THE PROBLEM:
Your copy of the listing should match it exactly, only without pictures.

DATA SUPPLIED:
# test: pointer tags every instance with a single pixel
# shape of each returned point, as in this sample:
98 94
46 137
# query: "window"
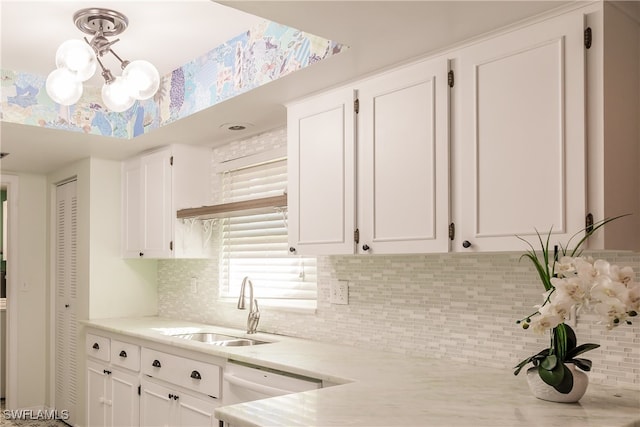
257 245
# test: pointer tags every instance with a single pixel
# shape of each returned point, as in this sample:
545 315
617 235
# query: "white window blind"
257 245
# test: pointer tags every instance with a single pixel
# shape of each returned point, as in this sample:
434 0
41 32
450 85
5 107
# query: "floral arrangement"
572 281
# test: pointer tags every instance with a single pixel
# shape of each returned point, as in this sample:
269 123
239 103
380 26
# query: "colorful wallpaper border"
256 57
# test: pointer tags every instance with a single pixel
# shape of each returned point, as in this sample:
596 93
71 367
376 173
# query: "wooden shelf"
225 210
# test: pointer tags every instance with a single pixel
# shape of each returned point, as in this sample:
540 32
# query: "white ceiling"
380 34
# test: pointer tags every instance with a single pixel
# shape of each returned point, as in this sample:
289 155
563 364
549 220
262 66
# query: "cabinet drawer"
98 347
125 355
192 374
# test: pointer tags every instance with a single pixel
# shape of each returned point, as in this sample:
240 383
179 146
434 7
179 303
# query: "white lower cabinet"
112 396
166 405
129 385
113 379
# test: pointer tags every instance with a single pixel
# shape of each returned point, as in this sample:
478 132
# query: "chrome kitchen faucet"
254 313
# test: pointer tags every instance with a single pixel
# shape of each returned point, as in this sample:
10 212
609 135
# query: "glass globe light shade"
63 87
143 79
77 57
116 95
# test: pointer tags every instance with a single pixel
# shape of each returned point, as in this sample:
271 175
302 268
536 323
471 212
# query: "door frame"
11 352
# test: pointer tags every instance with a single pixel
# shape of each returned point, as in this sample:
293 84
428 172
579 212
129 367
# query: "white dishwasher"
244 383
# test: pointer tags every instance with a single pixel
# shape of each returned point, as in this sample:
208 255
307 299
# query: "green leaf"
552 377
549 362
535 359
583 364
566 384
560 341
582 348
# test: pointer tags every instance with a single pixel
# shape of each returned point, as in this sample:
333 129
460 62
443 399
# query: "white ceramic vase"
544 391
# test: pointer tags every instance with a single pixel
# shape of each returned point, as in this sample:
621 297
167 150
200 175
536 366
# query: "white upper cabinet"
155 185
321 168
403 160
520 160
397 201
500 154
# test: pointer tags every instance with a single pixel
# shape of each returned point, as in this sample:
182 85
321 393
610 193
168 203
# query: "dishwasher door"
242 383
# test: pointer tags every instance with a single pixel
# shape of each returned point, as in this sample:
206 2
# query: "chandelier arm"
123 63
106 73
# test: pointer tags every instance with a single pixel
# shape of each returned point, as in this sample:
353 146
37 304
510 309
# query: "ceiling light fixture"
77 61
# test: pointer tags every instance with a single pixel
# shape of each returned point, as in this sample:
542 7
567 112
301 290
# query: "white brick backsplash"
457 306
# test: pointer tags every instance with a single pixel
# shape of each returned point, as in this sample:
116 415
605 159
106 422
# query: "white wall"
32 294
119 288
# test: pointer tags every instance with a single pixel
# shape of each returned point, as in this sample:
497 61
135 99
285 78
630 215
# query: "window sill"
292 306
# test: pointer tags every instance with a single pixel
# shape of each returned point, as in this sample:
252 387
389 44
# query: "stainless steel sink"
219 339
241 342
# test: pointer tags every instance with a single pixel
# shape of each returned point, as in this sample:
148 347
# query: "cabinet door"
321 167
125 401
520 138
131 212
156 207
403 160
195 412
96 393
156 405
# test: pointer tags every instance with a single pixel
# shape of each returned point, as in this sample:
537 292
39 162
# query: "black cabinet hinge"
588 223
588 37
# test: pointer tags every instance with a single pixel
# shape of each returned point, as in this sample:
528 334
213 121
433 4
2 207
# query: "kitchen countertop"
386 389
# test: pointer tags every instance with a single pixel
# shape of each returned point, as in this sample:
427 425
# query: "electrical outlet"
339 292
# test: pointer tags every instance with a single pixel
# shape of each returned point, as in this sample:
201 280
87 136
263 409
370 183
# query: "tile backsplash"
457 306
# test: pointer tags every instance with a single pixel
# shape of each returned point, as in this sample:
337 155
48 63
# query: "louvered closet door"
66 286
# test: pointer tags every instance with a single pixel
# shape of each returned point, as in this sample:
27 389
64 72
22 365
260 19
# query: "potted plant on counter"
573 283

TASK ANSWER:
# test: pointer tags every instance with a single pixel
# shape of each returned point, as in this sample:
98 94
46 137
# query: "window"
257 245
# test: pointer tags every instance with a single pixel
# shape of each returned point, as in this sample:
545 315
617 235
# query: "white window blind"
257 245
# test: pointer tags every instance with a single pixel
# shape of each returned point, as in this sample:
434 0
41 32
450 85
5 107
# query: "floral arrangement"
572 281
# test: pointer tags every instance with a single pixel
# shape of each returned point, as in this sample:
269 123
239 103
380 26
# query: "colorful wallpaper border"
256 57
# test: pointer tags every instance with a single pixel
# shape of each returned point, as in this sample:
596 93
71 367
376 173
# query: "wooden shelf"
225 210
# test: pointer tags every instance with a single pixel
# shape of each returned point, as in this sample:
540 32
# query: "white ceiling"
380 34
# test: pointer tags every instance with a single pixel
# shape of each returned point, as in this sample:
289 155
563 364
549 220
262 66
# query: "cabinet drawer"
98 347
125 355
192 374
# test: pointer tags every instance with a single pixel
# shape of each returned point, as in this sample:
240 383
179 146
434 7
179 303
# query: "white lower cabinet"
112 396
166 405
129 385
113 379
# test: pointer tags every instance with a single pixel
# shape of each returned point, as in this sample:
478 132
# query: "chrome kitchen faucet"
254 313
# test: pointer tags every instance with a single pixel
# shape of each returned point, as in this sample:
10 212
609 135
# query: "glass globe light shade"
63 87
143 79
77 57
116 95
# test: pointer tags every instance with a single pixel
# shape of each returned point, as in this sample:
271 175
302 268
536 323
471 212
# query: "door frame"
11 352
# test: pointer tags every instance with a single pixel
# shape of each returned point, as in this sample:
293 84
428 172
579 212
129 367
# query: "white dishwasher"
244 383
# test: pointer tags every instance with a single pixel
# shape of each returned point, as in this sample:
208 255
307 299
# query: "green leaf"
552 377
549 362
535 359
583 364
566 384
560 341
582 348
# test: pointer tags every instance with a single pixel
# shape of each returned point, as in this sample:
333 129
460 62
443 399
# query: "white ceramic vase"
544 391
# test: pointer tags every instance with a single pixel
# shape of each returned point, as in this sample:
621 297
167 150
200 175
536 366
# query: "white upper cabinet"
155 185
321 168
403 160
520 160
397 201
500 154
# test: pointer tags every instance with a single pixel
# shape of each returned point, as in this sample:
182 85
321 393
610 193
168 203
# query: "dishwasher door"
242 383
# test: pointer tags every instance with a single pixel
# shape of each returned point, as in this sample:
206 2
# query: "chandelier arm"
123 63
106 73
# test: pointer tags every instance with a single pixel
# shape of each returned point, as in this sample:
353 146
37 304
510 309
# query: "ceiling light fixture"
77 61
# test: pointer tags every instance with a single pixel
# shape of each returned point, as in this sample:
542 7
567 112
301 290
# query: "white brick backsplash"
457 306
# test: pointer tags every instance with a single pixel
# shape of each returned point, as in this sample:
116 415
605 159
106 422
# query: "white wall"
32 294
119 288
# test: pointer tags every instance with a single pixel
# shape of each returned point, as in this sample:
497 61
135 99
285 78
630 215
# query: "window sill"
292 306
# test: pointer tags every instance with a single pixel
# shape of each returned point, as in this sample:
252 387
389 44
# query: "stainless steel sink"
219 339
241 342
# test: pointer tags every instance with a single pixel
# shape of each returned point, as in this sample:
148 347
# query: "cabinet door"
321 167
125 401
520 138
131 212
156 207
403 160
195 412
96 393
156 405
# test: pointer tags every instance with a single pixel
# shape of each returned point, as in this sample:
537 292
39 162
# query: "black cabinet hinge"
588 223
588 37
# test: pointer tags every instance with a single pixel
# shape of each returned point, as in this sample:
528 334
213 121
433 4
2 207
# query: "kitchen countertop"
386 389
# test: pointer tags every instance with a single pixel
# shape of each returned point, as in this sample:
427 425
# query: "electrical outlet"
339 292
# test: pointer tags every instance with a single pixel
# shape of each returned point, as in this sample:
201 280
87 136
263 409
370 183
# query: "tile backsplash"
457 306
# test: pointer tags every instance with a single pixel
# shape of each returned point, as in this sample:
337 155
48 63
# query: "louvered closet door"
66 286
# test: pointer tags every instance with a single pixel
# shape of each returned point, as in this sample:
27 389
64 72
22 365
260 19
# query: "potted plant on counter"
573 283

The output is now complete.